---- Source information
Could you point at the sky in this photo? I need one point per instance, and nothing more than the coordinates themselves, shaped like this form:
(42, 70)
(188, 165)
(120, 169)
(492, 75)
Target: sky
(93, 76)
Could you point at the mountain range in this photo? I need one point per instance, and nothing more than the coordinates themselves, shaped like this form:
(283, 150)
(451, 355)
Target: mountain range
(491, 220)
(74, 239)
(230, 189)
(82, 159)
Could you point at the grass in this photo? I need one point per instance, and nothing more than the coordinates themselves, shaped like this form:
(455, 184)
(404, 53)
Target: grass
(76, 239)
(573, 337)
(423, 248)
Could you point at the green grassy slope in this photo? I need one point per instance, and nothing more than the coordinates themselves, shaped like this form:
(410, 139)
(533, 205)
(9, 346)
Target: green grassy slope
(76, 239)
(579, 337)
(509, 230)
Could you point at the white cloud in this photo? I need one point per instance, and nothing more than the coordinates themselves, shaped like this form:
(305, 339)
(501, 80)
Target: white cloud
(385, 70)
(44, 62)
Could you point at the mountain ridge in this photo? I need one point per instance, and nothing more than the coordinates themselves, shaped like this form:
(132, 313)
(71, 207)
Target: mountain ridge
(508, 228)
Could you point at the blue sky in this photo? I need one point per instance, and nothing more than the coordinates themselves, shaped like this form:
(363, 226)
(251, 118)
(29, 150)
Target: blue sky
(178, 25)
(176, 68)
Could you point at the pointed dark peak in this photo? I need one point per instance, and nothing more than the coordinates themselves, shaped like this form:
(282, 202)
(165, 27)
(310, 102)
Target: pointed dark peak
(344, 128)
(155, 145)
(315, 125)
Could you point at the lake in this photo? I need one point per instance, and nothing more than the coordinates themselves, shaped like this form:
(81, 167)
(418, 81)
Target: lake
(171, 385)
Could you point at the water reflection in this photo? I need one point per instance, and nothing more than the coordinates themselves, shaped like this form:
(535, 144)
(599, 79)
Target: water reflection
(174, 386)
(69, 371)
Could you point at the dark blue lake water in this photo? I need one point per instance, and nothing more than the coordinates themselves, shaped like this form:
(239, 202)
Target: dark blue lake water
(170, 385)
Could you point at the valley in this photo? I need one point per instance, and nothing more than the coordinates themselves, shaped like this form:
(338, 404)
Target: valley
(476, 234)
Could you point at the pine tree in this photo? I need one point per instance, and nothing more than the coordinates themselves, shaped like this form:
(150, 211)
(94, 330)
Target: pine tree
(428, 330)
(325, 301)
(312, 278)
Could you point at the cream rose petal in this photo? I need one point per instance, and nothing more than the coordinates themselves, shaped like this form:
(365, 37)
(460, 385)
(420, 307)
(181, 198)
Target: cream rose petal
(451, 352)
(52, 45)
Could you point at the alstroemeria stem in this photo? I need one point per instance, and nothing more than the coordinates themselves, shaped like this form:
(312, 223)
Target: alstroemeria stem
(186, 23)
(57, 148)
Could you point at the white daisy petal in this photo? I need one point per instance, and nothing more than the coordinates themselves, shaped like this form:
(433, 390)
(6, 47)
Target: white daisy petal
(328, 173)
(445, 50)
--------
- Task objective:
Reproduce the records word for word.

- Task response:
Could you point at the sky in this photo? I need one point per instance, and nothing more than the coordinates themselves, shaped like this form:
(42, 70)
(188, 165)
(120, 169)
(492, 75)
Target: sky
(93, 76)
Could you point at the mountain range in this photo? I need one point per instance, and nothing more than the coordinates themselves, shaped like this form:
(283, 150)
(451, 355)
Target: mountain range
(491, 220)
(74, 239)
(230, 189)
(82, 159)
Could you point at the grass in this photo? I need one point per instance, and nothing more than the coordinates themselves, shaped like this form:
(455, 184)
(404, 53)
Target: grass
(76, 239)
(573, 337)
(423, 248)
Could you point at the green grassy slope in this photo? I need one point per instance, and nothing more than the coordinates themselves, shaped like this form:
(410, 139)
(533, 205)
(9, 346)
Target: green grassy slope
(76, 239)
(579, 337)
(509, 230)
Could you point at the white cloud in this photo? I need one point per instance, and nothing more than the coordinates themselves, shaped like this form:
(305, 339)
(501, 80)
Target: white cloud
(385, 70)
(44, 62)
Could you point at the mountain ridge in this photo? I need one point per instance, and nothing more than the coordinates themselves, shaped like this form:
(132, 313)
(71, 207)
Target: mountain ridge
(508, 228)
Could you point at the blue sky in this photo? I need one point per instance, and nothing more than the coordinates themselves, shaped like this form:
(363, 226)
(251, 118)
(29, 150)
Target: blue sky
(178, 25)
(176, 68)
Could you point at the pointed dark peak in this photo? I need one point per instance, and nothing more than the coordinates themselves, shaped like this form:
(282, 202)
(165, 27)
(310, 102)
Target: pointed dark peak
(344, 128)
(155, 145)
(315, 125)
Could you point at the lake in this photo? I need one point per instance, and nothing more than the coordinates themselves, shaped like this form:
(81, 167)
(418, 81)
Target: lake
(171, 385)
Could you point at the water reflection in this photo? I need one point per instance, and nothing more than the coordinates themselves, shaped like this form:
(535, 144)
(599, 79)
Target: water reflection
(174, 386)
(69, 371)
Could you point at the dark blue lake water in this photo? I need one point per instance, and nothing more than the coordinates themselves, shaped like this form:
(239, 202)
Target: dark blue lake water
(170, 385)
Could you point at the valley in this photo? I need one point per instance, and nothing more than the coordinates themselves, shaped like this form:
(338, 404)
Target: valley
(476, 234)
Could you point at the pine tree in this photo? I need one point per instance, and nothing more than the coordinates themselves, shaped like this form:
(150, 211)
(94, 330)
Target: pine tree
(428, 330)
(325, 301)
(312, 278)
Could you point at the cream rose petal in this photo? I need one point per instance, and nothing more than the coordinates themselves, shaped like this form:
(365, 37)
(460, 385)
(420, 307)
(181, 198)
Target: cream rose petal
(451, 352)
(52, 45)
Could you point at the alstroemeria stem in this photo? I need one point per instance, and nothing more than the coordinates themselves, shaped like this form:
(312, 223)
Target: alstroemeria stem
(186, 23)
(57, 148)
Could you point at the white daisy petal in this photo? I need one point per instance, and nothing more than the coordinates themselves, shaped like this form:
(433, 390)
(6, 47)
Target: white daisy petal
(328, 173)
(445, 50)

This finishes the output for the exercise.